Render the record lines below as a Markdown table with the columns "Row" and "Record line," starting at the line that contains "like [1343, 699]." and ending at the line that contains "[1277, 826]", both included. Number each row, and leave out any blank lines.

**DATA SECTION**
____________

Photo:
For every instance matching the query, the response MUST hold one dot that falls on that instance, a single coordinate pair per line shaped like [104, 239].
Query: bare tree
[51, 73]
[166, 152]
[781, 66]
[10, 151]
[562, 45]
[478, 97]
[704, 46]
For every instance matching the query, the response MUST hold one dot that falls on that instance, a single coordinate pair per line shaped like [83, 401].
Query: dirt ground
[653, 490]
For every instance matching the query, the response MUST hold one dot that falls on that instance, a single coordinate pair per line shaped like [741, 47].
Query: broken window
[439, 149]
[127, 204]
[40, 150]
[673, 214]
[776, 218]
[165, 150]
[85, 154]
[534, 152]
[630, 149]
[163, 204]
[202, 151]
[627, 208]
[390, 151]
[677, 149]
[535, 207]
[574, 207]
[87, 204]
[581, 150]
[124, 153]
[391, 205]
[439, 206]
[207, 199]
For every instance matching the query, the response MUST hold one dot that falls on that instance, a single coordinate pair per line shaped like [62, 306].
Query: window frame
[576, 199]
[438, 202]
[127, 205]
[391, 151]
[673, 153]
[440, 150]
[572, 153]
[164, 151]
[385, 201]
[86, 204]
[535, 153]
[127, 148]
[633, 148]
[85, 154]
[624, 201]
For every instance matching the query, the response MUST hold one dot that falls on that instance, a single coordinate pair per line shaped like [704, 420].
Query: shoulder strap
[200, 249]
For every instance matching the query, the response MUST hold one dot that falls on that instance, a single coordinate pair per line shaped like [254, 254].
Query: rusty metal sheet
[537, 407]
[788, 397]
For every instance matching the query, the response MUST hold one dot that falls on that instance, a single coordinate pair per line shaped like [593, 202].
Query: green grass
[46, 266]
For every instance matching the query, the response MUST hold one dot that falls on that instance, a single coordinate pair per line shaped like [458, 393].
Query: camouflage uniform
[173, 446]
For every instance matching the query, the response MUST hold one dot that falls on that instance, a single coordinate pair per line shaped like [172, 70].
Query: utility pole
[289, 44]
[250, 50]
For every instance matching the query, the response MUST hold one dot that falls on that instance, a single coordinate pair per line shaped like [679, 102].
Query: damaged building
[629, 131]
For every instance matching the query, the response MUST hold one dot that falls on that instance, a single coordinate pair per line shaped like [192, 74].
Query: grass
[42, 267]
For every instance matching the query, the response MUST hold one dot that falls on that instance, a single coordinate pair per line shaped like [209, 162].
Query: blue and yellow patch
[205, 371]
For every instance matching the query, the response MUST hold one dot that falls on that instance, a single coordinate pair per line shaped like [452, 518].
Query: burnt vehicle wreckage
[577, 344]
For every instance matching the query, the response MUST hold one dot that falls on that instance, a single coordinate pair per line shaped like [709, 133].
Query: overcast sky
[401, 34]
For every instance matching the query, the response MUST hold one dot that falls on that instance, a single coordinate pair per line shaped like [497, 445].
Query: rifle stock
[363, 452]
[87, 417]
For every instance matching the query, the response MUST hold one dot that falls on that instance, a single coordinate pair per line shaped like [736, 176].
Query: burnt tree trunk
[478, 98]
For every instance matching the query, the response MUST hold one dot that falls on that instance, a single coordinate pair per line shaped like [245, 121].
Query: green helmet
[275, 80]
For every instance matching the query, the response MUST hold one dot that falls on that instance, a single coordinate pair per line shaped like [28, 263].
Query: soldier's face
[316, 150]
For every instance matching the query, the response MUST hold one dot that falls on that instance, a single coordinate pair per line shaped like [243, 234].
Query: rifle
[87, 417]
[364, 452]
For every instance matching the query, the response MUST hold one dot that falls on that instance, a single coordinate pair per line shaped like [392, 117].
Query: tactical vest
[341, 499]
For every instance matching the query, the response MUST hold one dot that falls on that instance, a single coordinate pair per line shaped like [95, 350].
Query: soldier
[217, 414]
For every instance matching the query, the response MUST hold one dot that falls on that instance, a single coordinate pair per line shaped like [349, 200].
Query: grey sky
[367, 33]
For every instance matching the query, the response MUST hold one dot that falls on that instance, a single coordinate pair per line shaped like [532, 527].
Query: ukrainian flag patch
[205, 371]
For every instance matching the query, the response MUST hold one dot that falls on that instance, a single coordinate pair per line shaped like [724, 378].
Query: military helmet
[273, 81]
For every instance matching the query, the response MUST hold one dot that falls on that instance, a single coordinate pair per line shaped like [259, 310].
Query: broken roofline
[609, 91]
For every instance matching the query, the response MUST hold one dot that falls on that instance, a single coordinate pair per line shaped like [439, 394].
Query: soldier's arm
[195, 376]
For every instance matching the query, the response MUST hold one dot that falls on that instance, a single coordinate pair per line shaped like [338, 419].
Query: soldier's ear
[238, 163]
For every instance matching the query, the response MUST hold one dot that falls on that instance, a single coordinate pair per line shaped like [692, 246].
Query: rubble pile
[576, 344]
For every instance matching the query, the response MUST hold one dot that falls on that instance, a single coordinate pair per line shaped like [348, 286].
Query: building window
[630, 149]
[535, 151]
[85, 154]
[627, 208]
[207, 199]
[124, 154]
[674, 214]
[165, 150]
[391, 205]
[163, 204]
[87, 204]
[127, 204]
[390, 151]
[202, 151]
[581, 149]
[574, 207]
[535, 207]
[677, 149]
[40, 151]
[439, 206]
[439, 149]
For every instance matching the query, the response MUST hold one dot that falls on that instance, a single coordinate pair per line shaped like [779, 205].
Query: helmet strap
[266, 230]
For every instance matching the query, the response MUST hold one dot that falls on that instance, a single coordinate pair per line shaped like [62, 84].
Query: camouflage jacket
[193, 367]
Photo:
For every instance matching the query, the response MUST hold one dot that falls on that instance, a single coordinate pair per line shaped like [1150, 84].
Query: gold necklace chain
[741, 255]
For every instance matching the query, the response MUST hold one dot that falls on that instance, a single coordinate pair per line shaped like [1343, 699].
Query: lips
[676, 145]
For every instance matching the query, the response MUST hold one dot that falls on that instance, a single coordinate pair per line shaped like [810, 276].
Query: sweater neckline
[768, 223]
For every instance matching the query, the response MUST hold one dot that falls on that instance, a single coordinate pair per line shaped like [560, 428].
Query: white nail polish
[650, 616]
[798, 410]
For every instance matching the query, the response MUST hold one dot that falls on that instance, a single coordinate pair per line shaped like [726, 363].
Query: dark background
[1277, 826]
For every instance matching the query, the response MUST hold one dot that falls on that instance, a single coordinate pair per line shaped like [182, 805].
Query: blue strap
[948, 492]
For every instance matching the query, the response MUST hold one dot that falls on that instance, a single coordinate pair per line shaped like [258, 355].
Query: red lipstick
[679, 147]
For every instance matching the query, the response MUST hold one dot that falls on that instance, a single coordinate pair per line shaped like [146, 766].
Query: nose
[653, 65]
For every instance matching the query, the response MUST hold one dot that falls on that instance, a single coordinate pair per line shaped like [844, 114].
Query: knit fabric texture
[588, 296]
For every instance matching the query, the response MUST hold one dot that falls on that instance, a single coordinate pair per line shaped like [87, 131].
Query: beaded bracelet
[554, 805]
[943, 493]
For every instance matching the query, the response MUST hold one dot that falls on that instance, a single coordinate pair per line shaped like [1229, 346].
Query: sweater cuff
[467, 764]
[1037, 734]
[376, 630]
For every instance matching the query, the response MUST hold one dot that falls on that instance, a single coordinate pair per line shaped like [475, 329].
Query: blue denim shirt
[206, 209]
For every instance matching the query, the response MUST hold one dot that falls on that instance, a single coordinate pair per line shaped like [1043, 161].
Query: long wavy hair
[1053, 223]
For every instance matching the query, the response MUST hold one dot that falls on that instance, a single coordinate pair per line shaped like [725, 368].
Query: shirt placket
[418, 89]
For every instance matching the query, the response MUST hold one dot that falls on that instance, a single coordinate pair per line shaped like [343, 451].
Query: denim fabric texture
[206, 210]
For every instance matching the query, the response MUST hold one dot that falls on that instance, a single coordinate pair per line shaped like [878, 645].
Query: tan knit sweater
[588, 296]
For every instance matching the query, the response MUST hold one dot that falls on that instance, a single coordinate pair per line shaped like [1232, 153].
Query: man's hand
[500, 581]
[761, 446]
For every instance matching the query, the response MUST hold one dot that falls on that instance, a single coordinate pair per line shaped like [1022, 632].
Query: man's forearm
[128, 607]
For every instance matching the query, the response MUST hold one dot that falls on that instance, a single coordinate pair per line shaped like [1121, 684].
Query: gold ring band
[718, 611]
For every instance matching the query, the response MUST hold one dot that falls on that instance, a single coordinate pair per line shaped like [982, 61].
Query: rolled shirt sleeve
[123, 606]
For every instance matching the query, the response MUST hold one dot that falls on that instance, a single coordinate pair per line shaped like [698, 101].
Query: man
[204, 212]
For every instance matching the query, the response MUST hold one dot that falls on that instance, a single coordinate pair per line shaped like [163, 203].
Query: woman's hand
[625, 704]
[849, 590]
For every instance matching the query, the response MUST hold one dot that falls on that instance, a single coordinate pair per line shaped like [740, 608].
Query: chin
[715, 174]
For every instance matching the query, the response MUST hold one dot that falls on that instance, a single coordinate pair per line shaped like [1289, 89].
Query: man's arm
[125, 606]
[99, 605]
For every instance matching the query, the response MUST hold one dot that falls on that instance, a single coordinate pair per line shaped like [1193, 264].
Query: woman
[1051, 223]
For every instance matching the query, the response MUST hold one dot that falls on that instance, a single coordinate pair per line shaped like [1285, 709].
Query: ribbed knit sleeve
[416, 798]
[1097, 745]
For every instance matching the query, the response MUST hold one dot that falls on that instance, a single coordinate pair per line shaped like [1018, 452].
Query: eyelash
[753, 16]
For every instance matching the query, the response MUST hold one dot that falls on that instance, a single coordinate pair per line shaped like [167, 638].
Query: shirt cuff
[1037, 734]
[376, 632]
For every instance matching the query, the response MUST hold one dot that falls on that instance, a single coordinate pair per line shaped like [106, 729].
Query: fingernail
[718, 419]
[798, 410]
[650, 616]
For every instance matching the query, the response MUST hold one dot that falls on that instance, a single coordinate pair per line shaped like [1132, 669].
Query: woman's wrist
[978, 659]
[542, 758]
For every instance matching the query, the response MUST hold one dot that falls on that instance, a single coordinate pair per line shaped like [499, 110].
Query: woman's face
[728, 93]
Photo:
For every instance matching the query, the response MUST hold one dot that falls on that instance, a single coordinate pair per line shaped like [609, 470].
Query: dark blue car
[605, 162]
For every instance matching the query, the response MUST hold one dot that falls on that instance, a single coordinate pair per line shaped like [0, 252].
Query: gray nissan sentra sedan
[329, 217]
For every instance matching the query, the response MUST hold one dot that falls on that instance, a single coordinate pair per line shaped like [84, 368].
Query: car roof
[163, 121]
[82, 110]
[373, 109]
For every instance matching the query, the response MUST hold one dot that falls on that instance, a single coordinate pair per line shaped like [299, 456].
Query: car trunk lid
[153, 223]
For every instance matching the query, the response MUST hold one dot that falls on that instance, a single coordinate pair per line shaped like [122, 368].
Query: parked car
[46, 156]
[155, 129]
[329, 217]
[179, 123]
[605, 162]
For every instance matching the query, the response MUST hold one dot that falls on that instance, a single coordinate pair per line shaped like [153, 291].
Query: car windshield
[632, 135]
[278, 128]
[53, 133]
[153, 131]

____________

**WRITTEN SOLUTION**
| Row | Record line |
|---|---|
| 1 | For every instance matching the query, the response MUST hold one dot that falls on that instance, a single coordinate pair per line shaped like [1343, 699]. |
| 2 | Query: lips |
| 3 | [676, 145] |
| 4 | For every instance matching the query, the response MUST hold one dot that falls on that instance, a single coordinate pair per line shaped like [810, 276]. |
| 5 | Query: sweater neckline |
| 6 | [768, 223] |
| 7 | For every instance matching the query, the response MUST hold one dot that falls on that instance, a single coordinate pair per line shaped like [560, 428]. |
| 8 | Query: white nail polish |
| 9 | [650, 616] |
| 10 | [798, 410] |
| 11 | For every instance matching the query, the response MUST hold one dot that falls on that instance, a single coordinate pair per line shaped like [726, 363]. |
| 12 | Query: dark background |
| 13 | [1277, 826] |